[Start of Attachment]

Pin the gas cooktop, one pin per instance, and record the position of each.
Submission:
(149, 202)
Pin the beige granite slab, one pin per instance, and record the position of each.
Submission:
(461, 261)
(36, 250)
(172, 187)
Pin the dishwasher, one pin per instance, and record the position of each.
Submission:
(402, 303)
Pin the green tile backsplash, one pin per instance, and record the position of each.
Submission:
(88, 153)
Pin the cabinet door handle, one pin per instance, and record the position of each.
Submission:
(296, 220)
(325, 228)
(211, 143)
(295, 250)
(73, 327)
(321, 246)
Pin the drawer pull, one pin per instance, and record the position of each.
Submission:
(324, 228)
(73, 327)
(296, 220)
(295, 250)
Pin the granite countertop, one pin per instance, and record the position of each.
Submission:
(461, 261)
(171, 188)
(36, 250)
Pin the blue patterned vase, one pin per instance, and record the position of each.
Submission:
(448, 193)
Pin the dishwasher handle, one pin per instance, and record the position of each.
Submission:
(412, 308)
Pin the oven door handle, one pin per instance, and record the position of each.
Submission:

[End of Attachment]

Aim of the exercise = Each record above is to be written out again exactly.

Finished task =
Pin the gas cooktop, one pin per instance, and record the position of each.
Submission:
(149, 202)
Pin the beige granite slab, one pin per instance, and record the position of each.
Submission:
(461, 261)
(36, 250)
(172, 187)
Pin the dishwasher, one pin per instance, and record the position of each.
Submission:
(402, 303)
Pin the green tile backsplash, one pin per instance, and record the position of each.
Submission:
(88, 153)
Pin the cabinet door handle, one pin per instance, and record the position of each.
Submission:
(296, 220)
(325, 228)
(211, 143)
(295, 250)
(73, 327)
(321, 246)
Pin the drawer pull, one pin per instance, and record the position of each.
Submission:
(324, 228)
(73, 327)
(296, 220)
(295, 250)
Pin the granite countertop, one pin per instance, and record the position of each.
Submission:
(461, 261)
(171, 188)
(36, 250)
Pin the blue patterned vase, one pin per instance, and record the position of each.
Submission:
(448, 193)
Pin the dishwasher handle, one pin per instance, and record the position of each.
Submission:
(412, 308)
Pin the oven door handle, one pin per instance, and record the position of each.
Submission:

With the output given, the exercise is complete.